**Exercise instructions:**
A line belongs in the answer if it contains "each"; copy every such line from the entries below.

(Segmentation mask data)
==*==
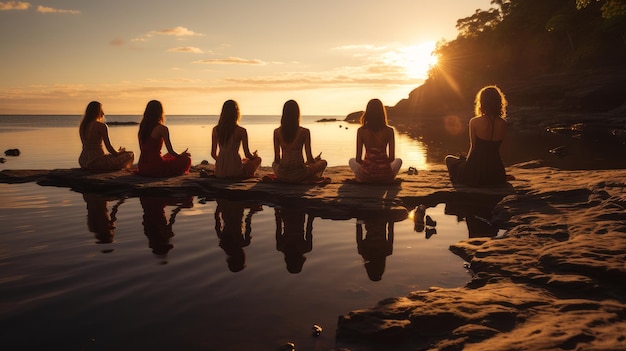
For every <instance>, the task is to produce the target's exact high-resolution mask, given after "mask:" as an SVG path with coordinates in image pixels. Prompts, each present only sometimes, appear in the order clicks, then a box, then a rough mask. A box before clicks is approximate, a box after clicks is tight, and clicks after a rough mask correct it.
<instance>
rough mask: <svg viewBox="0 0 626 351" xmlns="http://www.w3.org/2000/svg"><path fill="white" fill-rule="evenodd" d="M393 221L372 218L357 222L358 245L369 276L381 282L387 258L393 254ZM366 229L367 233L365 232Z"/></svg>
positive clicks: (370, 279)
mask: <svg viewBox="0 0 626 351" xmlns="http://www.w3.org/2000/svg"><path fill="white" fill-rule="evenodd" d="M393 225H394V222H393V220H390V219H387V218H383V217H372V218H368V219H365V220H360V221H357V224H356V245H357V250H358V252H359V255H361V257H363V265H364V266H365V270H366V271H367V276H368V277H369V278H370V280H372V281H379V280H381V279H382V277H383V273H385V265H386V261H387V256H390V255H391V254H392V253H393ZM363 227H365V232H364V231H363Z"/></svg>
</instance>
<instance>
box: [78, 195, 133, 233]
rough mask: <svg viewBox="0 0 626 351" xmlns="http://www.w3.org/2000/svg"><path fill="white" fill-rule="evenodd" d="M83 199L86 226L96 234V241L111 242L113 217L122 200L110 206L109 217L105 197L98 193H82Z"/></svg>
mask: <svg viewBox="0 0 626 351" xmlns="http://www.w3.org/2000/svg"><path fill="white" fill-rule="evenodd" d="M83 200H85V203H86V204H87V227H88V228H89V231H90V232H92V233H94V234H95V236H96V239H97V240H98V241H96V243H98V244H109V243H112V242H113V237H114V236H115V221H116V220H117V218H116V217H115V216H116V214H117V209H118V207H120V205H121V204H122V203H123V202H124V199H121V200H119V201H118V202H117V203H116V204H115V205H113V207H112V208H111V216H110V217H109V209H108V207H107V202H108V201H107V199H106V197H103V196H101V195H98V194H87V193H86V194H83Z"/></svg>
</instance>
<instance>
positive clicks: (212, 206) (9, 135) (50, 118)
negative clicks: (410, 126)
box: [0, 116, 470, 350]
mask: <svg viewBox="0 0 626 351" xmlns="http://www.w3.org/2000/svg"><path fill="white" fill-rule="evenodd" d="M107 118H108V121H109V122H111V121H120V122H124V121H138V120H139V117H134V116H107ZM319 118H321V117H319ZM319 118H318V117H305V118H304V119H303V125H305V126H307V127H309V128H310V129H311V133H312V139H313V140H312V144H313V153H314V154H317V153H319V152H322V155H323V157H325V158H326V159H327V160H328V161H329V164H330V165H331V166H333V165H340V164H346V162H347V159H348V158H350V157H352V155H353V154H354V146H355V136H354V134H355V131H356V126H355V125H349V124H346V123H345V122H340V121H335V122H324V123H318V122H315V121H316V120H318V119H319ZM79 119H80V117H78V116H0V148H2V149H3V150H4V149H9V148H19V149H20V150H21V152H22V153H21V155H20V156H19V157H8V156H7V157H6V159H7V162H6V163H4V164H0V169H53V168H71V167H77V158H78V154H79V153H80V141H79V139H78V135H77V125H78V121H79ZM216 120H217V117H215V116H207V117H201V116H172V117H168V119H167V121H166V123H167V124H168V126H169V127H170V130H171V134H172V141H173V144H174V148H175V149H176V150H180V151H182V150H184V149H185V148H189V151H190V152H191V153H192V159H193V160H194V164H196V163H199V162H200V161H201V160H204V159H206V160H210V156H209V155H210V130H211V128H212V126H213V125H214V124H215V122H216ZM278 122H279V117H276V116H250V117H247V116H244V117H243V118H242V121H241V124H242V125H243V126H245V127H246V128H247V129H248V132H249V137H250V146H251V149H252V150H255V149H256V150H258V151H259V154H260V156H261V157H262V158H263V159H264V161H263V164H264V165H267V162H268V161H269V160H271V158H272V145H271V132H272V130H273V129H274V128H275V127H276V126H277V124H278ZM109 131H110V136H111V140H112V143H113V145H114V146H115V147H119V146H124V147H126V148H127V149H129V150H135V151H136V152H137V157H138V150H139V148H138V146H137V143H136V133H137V126H127V125H124V126H111V127H110V128H109ZM397 144H398V147H397V149H398V151H397V152H398V155H399V157H402V158H403V159H404V166H403V169H406V168H407V167H408V166H414V167H417V168H418V169H428V167H430V165H429V163H428V162H427V161H426V159H427V158H426V156H425V155H426V150H425V148H424V146H423V145H422V144H421V142H420V141H418V140H415V139H412V138H409V137H408V136H405V135H398V138H397ZM426 213H427V214H428V215H429V216H431V217H432V218H433V219H434V220H436V221H437V224H436V226H435V227H434V228H433V227H431V228H429V229H430V230H429V231H428V230H427V231H424V230H418V231H416V229H415V226H414V223H413V221H412V220H411V218H410V217H409V218H385V217H384V216H382V215H381V216H372V219H368V220H367V221H366V220H363V219H357V218H353V219H349V220H342V221H336V220H328V219H323V218H314V217H312V216H310V215H309V214H308V213H306V211H305V210H297V209H286V208H283V209H281V208H274V207H272V206H269V205H267V204H258V203H250V202H247V203H242V202H236V201H230V200H229V199H206V198H198V197H185V198H156V197H140V198H138V197H133V198H107V197H103V196H102V195H99V194H88V193H87V194H81V193H77V192H73V191H71V190H69V189H66V188H57V187H47V186H39V185H37V184H35V183H25V184H0V222H1V223H2V227H1V228H0V291H2V300H1V301H0V322H1V324H2V326H3V328H2V329H0V340H2V345H3V349H7V350H9V349H10V350H26V349H35V348H42V349H43V348H45V349H50V348H52V349H64V350H112V349H114V350H143V349H151V350H174V349H177V350H276V349H277V348H279V347H280V346H281V345H284V344H285V343H287V342H293V343H295V344H296V349H297V350H331V349H333V347H334V342H335V329H336V325H337V318H338V316H340V315H342V314H345V313H348V312H350V311H352V310H355V309H360V308H367V307H372V306H374V305H375V304H376V303H377V302H378V301H380V300H382V299H384V298H387V297H395V296H404V295H406V294H408V293H409V292H411V291H415V290H420V289H427V288H429V287H431V286H440V287H457V286H462V285H464V284H465V283H466V282H467V281H469V279H470V274H469V272H467V271H466V269H465V268H464V265H463V261H462V260H461V259H460V258H459V257H457V256H455V255H453V254H452V253H451V252H450V251H449V250H448V247H449V245H450V244H452V243H455V242H458V241H459V240H462V239H465V238H467V237H468V235H469V234H468V233H469V225H470V223H468V222H466V221H465V220H464V218H463V217H462V216H460V215H454V214H453V213H459V211H456V210H451V209H449V208H447V205H446V204H436V205H433V206H432V207H429V208H427V210H426ZM294 228H295V230H294ZM390 228H393V229H392V230H390ZM314 324H318V325H320V326H322V327H323V332H322V333H321V335H320V336H318V337H314V336H312V334H311V327H312V326H313V325H314Z"/></svg>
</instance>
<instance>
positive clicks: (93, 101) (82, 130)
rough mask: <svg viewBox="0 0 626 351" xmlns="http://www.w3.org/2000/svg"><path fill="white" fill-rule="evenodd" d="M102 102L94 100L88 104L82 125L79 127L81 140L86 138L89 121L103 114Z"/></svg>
mask: <svg viewBox="0 0 626 351" xmlns="http://www.w3.org/2000/svg"><path fill="white" fill-rule="evenodd" d="M101 112H102V104H101V103H99V102H98V101H92V102H90V103H89V104H87V108H86V109H85V114H84V115H83V119H82V121H80V127H79V128H78V130H79V134H80V140H84V139H85V133H86V132H87V126H88V125H89V123H91V122H93V121H95V120H97V119H98V118H99V117H100V116H101V115H102V113H101Z"/></svg>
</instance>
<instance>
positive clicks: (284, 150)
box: [272, 100, 327, 183]
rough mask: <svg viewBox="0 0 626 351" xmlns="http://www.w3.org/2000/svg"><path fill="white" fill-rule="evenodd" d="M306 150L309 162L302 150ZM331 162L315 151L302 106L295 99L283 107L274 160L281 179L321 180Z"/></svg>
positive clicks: (295, 182)
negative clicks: (311, 139) (302, 153)
mask: <svg viewBox="0 0 626 351" xmlns="http://www.w3.org/2000/svg"><path fill="white" fill-rule="evenodd" d="M303 149H304V152H305V153H306V163H305V162H304V158H303V156H302V151H303ZM281 154H282V155H281ZM326 166H327V162H326V161H325V160H322V159H321V158H320V157H319V156H318V157H316V158H313V154H312V152H311V132H310V131H309V129H307V128H304V127H301V126H300V107H299V106H298V103H297V102H295V101H294V100H289V101H287V102H286V103H285V105H284V106H283V115H282V118H281V120H280V127H278V128H276V129H275V130H274V162H273V163H272V168H273V169H274V173H275V174H276V177H277V179H278V180H281V181H284V182H291V183H300V182H307V181H313V180H317V179H319V178H321V177H322V174H323V173H324V170H326Z"/></svg>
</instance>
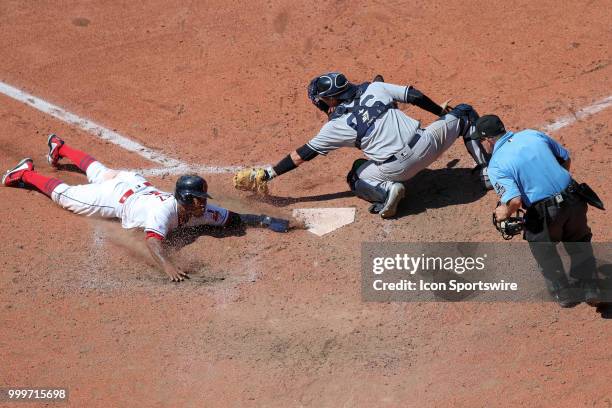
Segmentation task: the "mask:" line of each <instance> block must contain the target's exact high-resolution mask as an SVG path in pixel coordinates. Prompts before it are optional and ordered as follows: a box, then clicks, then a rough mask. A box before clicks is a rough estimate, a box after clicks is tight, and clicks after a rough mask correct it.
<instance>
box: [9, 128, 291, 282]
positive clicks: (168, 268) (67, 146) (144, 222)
mask: <svg viewBox="0 0 612 408" xmlns="http://www.w3.org/2000/svg"><path fill="white" fill-rule="evenodd" d="M47 144H48V146H49V154H48V157H47V159H48V162H49V164H50V165H51V166H53V167H58V162H59V160H60V159H61V158H67V159H69V160H70V161H72V162H73V163H74V164H75V165H76V166H77V167H78V168H79V169H81V170H82V171H83V172H85V174H87V180H88V181H89V183H90V184H84V185H77V186H71V185H68V184H66V183H64V182H63V181H62V180H59V179H57V178H50V177H46V176H43V175H42V174H40V173H38V172H36V171H35V170H34V162H33V161H32V159H30V158H26V159H23V160H21V161H20V162H19V164H17V166H15V167H14V168H12V169H11V170H8V171H7V172H6V174H5V175H4V177H2V184H3V185H4V186H7V187H19V186H22V185H27V186H32V187H35V188H36V189H38V190H39V191H41V192H42V193H44V194H46V195H47V196H48V197H50V198H51V199H52V200H53V201H54V202H56V203H57V204H59V205H60V206H61V207H63V208H65V209H67V210H70V211H72V212H74V213H76V214H81V215H87V216H99V217H104V218H119V219H120V220H121V224H122V226H123V227H124V228H142V229H144V232H145V234H146V243H147V247H148V249H149V251H150V252H151V255H152V256H153V258H154V259H155V261H156V262H157V263H158V264H159V266H160V267H161V268H162V269H163V271H164V272H165V273H166V274H167V275H168V276H169V277H170V279H171V280H172V281H182V280H183V279H184V278H188V276H187V273H186V272H184V271H182V270H180V269H179V268H177V267H176V266H175V265H174V264H173V263H172V262H171V261H170V259H169V258H168V253H167V246H165V245H163V241H164V239H165V238H166V236H167V234H168V233H169V232H170V231H172V230H174V229H176V228H179V227H193V226H198V225H210V226H218V227H235V226H239V225H247V226H264V227H268V228H270V229H272V230H274V231H276V232H286V231H287V230H288V224H289V223H288V221H286V220H281V219H277V218H271V217H267V216H263V215H261V216H260V215H251V214H238V213H234V212H232V211H229V210H227V209H225V208H221V207H217V206H214V205H211V204H208V203H207V199H208V198H210V196H209V195H208V185H207V183H206V181H205V180H204V179H203V178H202V177H199V176H196V175H184V176H181V177H180V178H179V179H178V180H177V182H176V188H175V191H174V194H171V193H166V192H163V191H160V190H158V189H157V188H155V187H153V186H152V185H151V183H149V182H148V181H147V180H146V179H145V178H144V177H142V176H141V175H139V174H136V173H132V172H128V171H118V170H111V169H109V168H107V167H105V166H104V165H103V164H102V163H100V162H99V161H97V160H96V159H94V158H93V157H91V156H90V155H88V154H87V153H84V152H82V151H80V150H76V149H74V148H73V147H71V146H69V145H68V144H67V143H65V142H64V141H63V140H62V139H60V138H59V137H57V136H56V135H50V136H49V139H48V141H47Z"/></svg>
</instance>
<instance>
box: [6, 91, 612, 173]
mask: <svg viewBox="0 0 612 408" xmlns="http://www.w3.org/2000/svg"><path fill="white" fill-rule="evenodd" d="M0 92H1V93H3V94H4V95H6V96H8V97H10V98H13V99H15V100H17V101H20V102H23V103H25V104H26V105H28V106H31V107H33V108H34V109H37V110H39V111H41V112H43V113H46V114H48V115H51V116H53V117H54V118H57V119H59V120H61V121H63V122H66V123H68V124H71V125H73V126H76V127H78V128H80V129H82V130H84V131H86V132H88V133H89V134H91V135H93V136H95V137H97V138H99V139H101V140H106V141H108V142H111V143H113V144H116V145H117V146H119V147H121V148H123V149H125V150H127V151H129V152H133V153H136V154H138V155H139V156H141V157H143V158H145V159H147V160H149V161H151V162H153V163H157V164H161V165H162V166H163V167H158V168H151V169H137V170H136V171H138V172H139V173H142V174H143V175H145V176H161V175H176V174H184V173H190V172H193V173H202V174H224V173H234V172H236V171H238V170H240V169H242V168H243V167H242V166H211V165H190V164H188V163H185V162H183V161H181V160H178V159H174V158H172V157H169V156H167V155H165V154H163V153H161V152H157V151H155V150H152V149H149V148H148V147H146V146H144V145H142V144H140V143H138V142H135V141H133V140H131V139H129V138H127V137H125V136H123V135H121V134H119V133H117V132H115V131H114V130H111V129H108V128H106V127H104V126H102V125H99V124H97V123H95V122H93V121H91V120H89V119H85V118H82V117H80V116H78V115H75V114H74V113H71V112H68V111H67V110H65V109H63V108H61V107H59V106H57V105H54V104H52V103H50V102H47V101H45V100H44V99H41V98H38V97H36V96H34V95H32V94H30V93H27V92H25V91H23V90H21V89H18V88H15V87H13V86H11V85H9V84H6V83H4V82H2V81H0ZM610 106H612V95H610V96H607V97H605V98H603V99H601V100H599V101H597V102H595V103H593V104H592V105H589V106H587V107H585V108H582V109H580V110H579V111H576V112H575V113H574V114H573V115H567V116H563V117H561V118H559V119H557V120H556V121H554V122H552V123H550V124H548V125H545V126H543V127H542V129H543V131H544V132H549V133H552V132H555V131H557V130H560V129H562V128H564V127H567V126H569V125H571V124H573V123H574V122H577V121H578V120H581V119H584V118H586V117H588V116H591V115H594V114H596V113H597V112H600V111H602V110H604V109H607V108H608V107H610Z"/></svg>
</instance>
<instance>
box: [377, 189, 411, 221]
mask: <svg viewBox="0 0 612 408" xmlns="http://www.w3.org/2000/svg"><path fill="white" fill-rule="evenodd" d="M405 195H406V187H404V185H403V184H402V183H393V185H392V186H391V188H390V189H389V193H388V194H387V199H386V200H385V205H384V207H383V209H382V210H380V216H381V217H382V218H391V217H393V216H394V215H395V214H396V213H397V206H398V205H399V203H400V201H402V198H404V196H405Z"/></svg>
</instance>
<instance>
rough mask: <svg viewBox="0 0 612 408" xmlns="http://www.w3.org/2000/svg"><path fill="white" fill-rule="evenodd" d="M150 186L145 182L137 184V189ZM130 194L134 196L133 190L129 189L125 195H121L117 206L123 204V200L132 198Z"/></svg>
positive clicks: (133, 191)
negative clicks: (140, 183) (140, 187)
mask: <svg viewBox="0 0 612 408" xmlns="http://www.w3.org/2000/svg"><path fill="white" fill-rule="evenodd" d="M150 185H151V183H149V182H148V181H145V182H144V183H142V184H141V185H140V184H139V185H138V187H140V186H142V187H149V186H150ZM137 190H138V189H137ZM132 194H134V190H132V189H129V190H128V191H126V192H125V194H124V195H122V196H121V198H120V199H119V204H123V203H125V200H127V199H128V198H130V197H131V196H132Z"/></svg>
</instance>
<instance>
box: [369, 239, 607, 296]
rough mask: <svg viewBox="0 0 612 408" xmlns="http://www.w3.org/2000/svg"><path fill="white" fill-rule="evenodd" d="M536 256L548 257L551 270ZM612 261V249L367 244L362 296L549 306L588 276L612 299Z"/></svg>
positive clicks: (594, 245)
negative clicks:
==*==
**Exercise result:**
For every <instance>, the task is to produce the target's exact high-resolution mask, given after "mask:" as an SVG path with coordinates in image pixels. Prompts, each present only sometimes, appear in the order clicks, then a box, then a rough mask. A box before clicks is approximate, a box after clicks is tight, and clicks after a rough mask correct it.
Segmentation task: the "mask:" line of each <instance> block must contain the target's exact high-resolution mask as an SVG path in pixel coordinates. Prompts before it are optional and ordered as follows: a box, then clicks, then a rough mask. A box before clicks is a rough estimate, a box after clicks is tight, and clicks after a rough mask correct it.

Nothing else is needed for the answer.